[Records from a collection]

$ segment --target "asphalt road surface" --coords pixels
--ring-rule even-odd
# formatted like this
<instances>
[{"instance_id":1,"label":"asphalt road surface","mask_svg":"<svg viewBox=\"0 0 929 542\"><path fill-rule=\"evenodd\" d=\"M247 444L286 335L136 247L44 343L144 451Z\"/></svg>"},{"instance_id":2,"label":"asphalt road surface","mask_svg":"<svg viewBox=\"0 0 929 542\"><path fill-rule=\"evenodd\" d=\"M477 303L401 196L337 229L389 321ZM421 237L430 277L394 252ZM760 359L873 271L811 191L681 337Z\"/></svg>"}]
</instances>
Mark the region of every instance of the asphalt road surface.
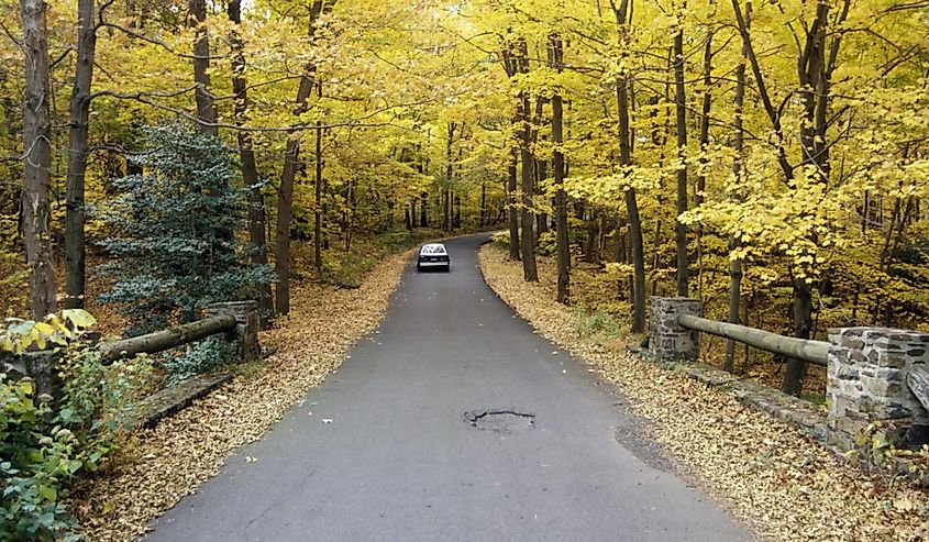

#### Written request:
Copy word for word every line from the first line of the rows through the line containing "<instances>", including that line.

#### The result:
$ segment --target "asphalt road surface" --coords pixels
--ring-rule even-odd
# formatted like this
<instances>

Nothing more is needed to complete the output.